**Lista de tarefas:**
• 1. Reescreva de forma mais breve o parágrafo da reportagem sobre o atropelamento em Goiânia que começa com "Francilei saía de uma festa", mantendo seus fatos principais.
• 2. Dê a continuação da reportagem sobre o atropelamento em Goiânia a partir do ponto em que o texto termina.

Na manhã de 17 de dezembro, Dedilson de Oliveira Souza, 41, e o filho Danilo, 8, foram vender balas nos cruzamentos de Goiânia. No fim do dia, o ambulante se preparava para voltar para casa, na cidade de Goianira, a 25 km da capital, onde encontraria a esposa, Deisiane, e os outros três filhos. Quase às 20h, porém, um Gol vermelho mudou o destino da família: o motorista Francilei da Silva Jesus, 33, fez uma curva perigosa para entrar na avenida Pirineus, e surpreendeu Dedilson e Danilo.
Francilei saía de uma festa da empresa de materiais elétricos onde trabalhava. De acordo com o inquérito da Polícia Civil, bebeu durante cerca de cinco horas antes de pegar no volante — segundo o delegado Carlos Alfama, da DIH (Delegacia de Investigação de Homicídios), dentro do carro estava um copo térmico contendo bebida alcoólica.
Segundo a Polícia Civil, o carro invadiu o canteiro da pista e atingiu diretamente Danilo, que foi pressionado contra uma árvore. O garoto morreu no impacto, diante do pai. Francilei tentou fugir, e Dedilson tentou impedi-lo à força. Deu um soco que nocauteou o motorista e, nervoso, pegou uma pedra e bateu onze vezes na cabeça dele, já desmaiado, conforme vídeos obtidos pela Polícia Civil.
Francilei foi levado por bombeiros para o Hugol (Hospital de Urgências Governador Otávio Lage de Siqueira), com traumatismo craniano, mas morreu três dias depois — a família dele não se manifestou. Dedilson foi preso por tentativa de homicídio e levado à Central de Flagrantes, enquanto o corpo de Danilo era encaminhado ao IML (Instituto Médico Legal). O caso chocou a cidade.
Caso delicado
Na manhã do dia seguinte, um domingo, Dedilson disse na sua audiência de custódia, com voz embargada e aos prantos, que sua intenção não era matar Francilei, mas impedi-lo de fugir. “Todo mundo apenas olhava, ninguém fazia nada. Só eu”, o ambulante disse à magistrada Luciane Cristina Duarte da Silva, que lhe concedeu liberdade provisória.

**Conjunto de dados:**

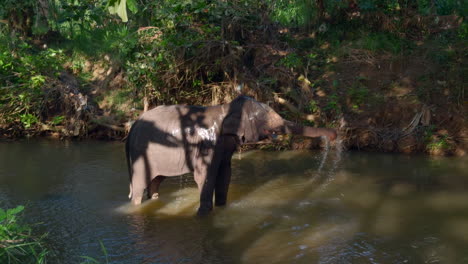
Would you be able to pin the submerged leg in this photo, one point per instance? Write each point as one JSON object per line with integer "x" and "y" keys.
{"x": 153, "y": 189}
{"x": 205, "y": 184}
{"x": 139, "y": 183}
{"x": 223, "y": 177}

**Respostas por tarefa:**
• 1. Francilei vinha de uma festa da empresa de materiais elétricos onde trabalhava. Conforme o inquérito da Polícia Civil, bebeu por cerca de cinco horas antes de dirigir. Segundo o delegado Carlos Alfama, da DIH, havia no carro um copo térmico com bebida alcoólica.

• 2.
“Não há como ignorar a situação em que os fatos de se deram, não podendo mensurar a dor e a fortíssima emoção sentida pelo autuado que o levou a agir daquela maneira naquele momento, a fim de impedir a fuga do condutor do veículo que ceifou a vida de seu filho”, disse a juíza na sentença.
A família do ambulante era conhecida no comércio no cruzamento, onde trabalhava fazia seis anos. Nos últimos dois meses, as vendas caíram bastante. Deisiane queria que Dedilson trocasse de ponto. “Isso era um sinal de Deus. Deus avisou, mas não ouvimos. Somos humanos, né, nós falhamos”, lamentou, ao TAB.
Cinco dias após o atropelamento de Danilo, a Polícia Civil concluiu no inquérito que Dedilson agiu em legítima defesa. Segundo o delegado Carlos Alfama, responsável pelo caso, “no calor do momento” o pai se excedeu e agrediu o motorista a pedradas.
“É difícil não se colocar no lugar desse pai”, Alfama afirmou à reportagem, citando ainda a “simplicidade” de Dedilson: migrante do Piauí que tentava “ganhar a vida” como “homem honesto” na região metropolitana de Goiânia. “Qualquer pessoa que visse seu filho ser morto por um motorista embriagado perderia a cabeça.”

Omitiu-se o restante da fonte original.